__REQUIRED ACTION__
Repeat, word for word, the stretch of the article on conflicting vapor studies from "Conflicting vapor studies" through "state of confusion.".

__PASSAGE PROVIDED__
Conflicting vapor studies are making global headlines and confusing consumers.
By Timothy S. Donahue
Statistics can be a tricky business. When three new studies on the vapor industry were released in late August and early September, they sent seemingly conflicting messages about whether e-cigarettes could help people quit smoking or would lead them to tobacco. Then, major media outlets ran separate stories on all the studies, which sent the vapor industry into a deeper state of confusion.
First, researchers from the University of Pittsburgh Center for Research on Media, Technology and Health and the Dartmouth-Hitchcock Norris Cotton Cancer Center published a study in the Journal of the American Medical Association (JAMA) Pediatrics that linked e-cigarette use to higher probabilities of teens turning to tobacco cigarettes. Then, just a few minutes later, Public Health England (PHE) released its report claiming that e-cigarettes were “95 percent” safer than traditional tobacco.

__GIVEN DATA__
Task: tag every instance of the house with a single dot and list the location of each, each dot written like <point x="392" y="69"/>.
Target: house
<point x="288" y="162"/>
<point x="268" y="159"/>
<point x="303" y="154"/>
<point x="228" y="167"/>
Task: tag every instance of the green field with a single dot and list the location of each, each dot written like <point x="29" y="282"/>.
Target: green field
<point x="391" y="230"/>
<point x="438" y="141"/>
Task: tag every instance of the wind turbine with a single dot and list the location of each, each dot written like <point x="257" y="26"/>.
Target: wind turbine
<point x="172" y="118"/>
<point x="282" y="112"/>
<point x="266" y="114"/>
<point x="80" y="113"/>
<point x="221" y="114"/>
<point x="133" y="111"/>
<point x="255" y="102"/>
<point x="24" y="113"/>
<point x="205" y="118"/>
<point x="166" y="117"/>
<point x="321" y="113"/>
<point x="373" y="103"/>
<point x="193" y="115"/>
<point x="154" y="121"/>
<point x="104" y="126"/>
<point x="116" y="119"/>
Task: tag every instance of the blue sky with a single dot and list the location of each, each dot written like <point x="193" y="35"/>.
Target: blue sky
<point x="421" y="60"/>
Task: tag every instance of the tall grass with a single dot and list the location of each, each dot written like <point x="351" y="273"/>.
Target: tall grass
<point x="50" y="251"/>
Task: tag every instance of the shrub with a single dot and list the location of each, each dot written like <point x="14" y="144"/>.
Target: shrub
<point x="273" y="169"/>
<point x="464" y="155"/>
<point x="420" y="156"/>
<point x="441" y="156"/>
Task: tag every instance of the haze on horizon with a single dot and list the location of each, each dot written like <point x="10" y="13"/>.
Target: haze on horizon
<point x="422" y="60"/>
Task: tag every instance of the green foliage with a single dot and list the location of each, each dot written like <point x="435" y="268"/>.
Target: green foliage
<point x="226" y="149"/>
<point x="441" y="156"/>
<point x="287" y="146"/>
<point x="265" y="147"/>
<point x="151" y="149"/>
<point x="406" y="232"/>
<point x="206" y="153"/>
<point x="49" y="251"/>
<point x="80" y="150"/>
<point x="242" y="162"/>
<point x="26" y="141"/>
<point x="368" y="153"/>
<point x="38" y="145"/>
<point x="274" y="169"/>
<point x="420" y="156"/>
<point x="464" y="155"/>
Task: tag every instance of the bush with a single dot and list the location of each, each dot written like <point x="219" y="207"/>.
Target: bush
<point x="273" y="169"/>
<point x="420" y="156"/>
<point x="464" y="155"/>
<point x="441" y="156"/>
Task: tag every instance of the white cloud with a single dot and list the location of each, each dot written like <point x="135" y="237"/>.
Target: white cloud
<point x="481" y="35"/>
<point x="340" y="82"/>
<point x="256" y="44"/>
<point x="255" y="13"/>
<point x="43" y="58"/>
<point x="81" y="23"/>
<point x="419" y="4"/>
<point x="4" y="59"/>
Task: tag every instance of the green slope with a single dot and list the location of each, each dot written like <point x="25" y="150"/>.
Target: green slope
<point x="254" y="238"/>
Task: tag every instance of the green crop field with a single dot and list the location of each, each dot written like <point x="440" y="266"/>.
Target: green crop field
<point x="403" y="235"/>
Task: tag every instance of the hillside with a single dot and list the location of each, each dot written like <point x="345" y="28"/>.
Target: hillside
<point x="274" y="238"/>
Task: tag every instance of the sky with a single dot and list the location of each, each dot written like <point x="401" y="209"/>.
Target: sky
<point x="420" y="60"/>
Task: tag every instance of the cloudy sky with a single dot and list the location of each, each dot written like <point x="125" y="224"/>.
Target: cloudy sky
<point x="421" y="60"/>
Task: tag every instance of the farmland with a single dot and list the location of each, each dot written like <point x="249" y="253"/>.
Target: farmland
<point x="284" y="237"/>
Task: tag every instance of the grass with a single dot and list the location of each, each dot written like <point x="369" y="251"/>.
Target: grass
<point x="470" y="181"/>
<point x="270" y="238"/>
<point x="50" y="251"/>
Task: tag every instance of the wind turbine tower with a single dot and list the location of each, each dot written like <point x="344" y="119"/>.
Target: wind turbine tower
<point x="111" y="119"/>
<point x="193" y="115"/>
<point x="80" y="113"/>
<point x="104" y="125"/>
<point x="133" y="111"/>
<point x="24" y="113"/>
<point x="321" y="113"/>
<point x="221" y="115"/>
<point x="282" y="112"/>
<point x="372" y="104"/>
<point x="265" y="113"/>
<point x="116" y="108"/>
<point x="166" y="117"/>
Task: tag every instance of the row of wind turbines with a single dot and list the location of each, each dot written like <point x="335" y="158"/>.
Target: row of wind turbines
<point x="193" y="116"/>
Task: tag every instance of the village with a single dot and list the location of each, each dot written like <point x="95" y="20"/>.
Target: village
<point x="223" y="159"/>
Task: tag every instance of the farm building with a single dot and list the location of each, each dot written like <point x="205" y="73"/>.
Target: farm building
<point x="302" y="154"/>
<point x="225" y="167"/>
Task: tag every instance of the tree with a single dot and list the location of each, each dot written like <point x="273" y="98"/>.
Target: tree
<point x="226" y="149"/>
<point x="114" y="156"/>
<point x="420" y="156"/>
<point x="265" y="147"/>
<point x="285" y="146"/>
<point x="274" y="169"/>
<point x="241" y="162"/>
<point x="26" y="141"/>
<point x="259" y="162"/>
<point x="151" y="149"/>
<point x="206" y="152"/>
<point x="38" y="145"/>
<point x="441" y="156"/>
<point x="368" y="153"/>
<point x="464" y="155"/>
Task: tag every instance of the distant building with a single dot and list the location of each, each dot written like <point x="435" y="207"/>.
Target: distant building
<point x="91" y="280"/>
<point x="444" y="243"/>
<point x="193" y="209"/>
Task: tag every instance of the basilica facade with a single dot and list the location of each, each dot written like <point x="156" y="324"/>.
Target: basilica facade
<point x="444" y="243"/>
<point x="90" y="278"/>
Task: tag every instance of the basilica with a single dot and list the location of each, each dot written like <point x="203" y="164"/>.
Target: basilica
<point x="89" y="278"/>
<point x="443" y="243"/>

__TASK OUTPUT__
Conflicting vapor studies are making global headlines and confusing consumers.
By Timothy S. Donahue
Statistics can be a tricky business. When three new studies on the vapor industry were released in late August and early September, they sent seemingly conflicting messages about whether e-cigarettes could help people quit smoking or would lead them to tobacco. Then, major media outlets ran separate stories on all the studies, which sent the vapor industry into a deeper state of confusion.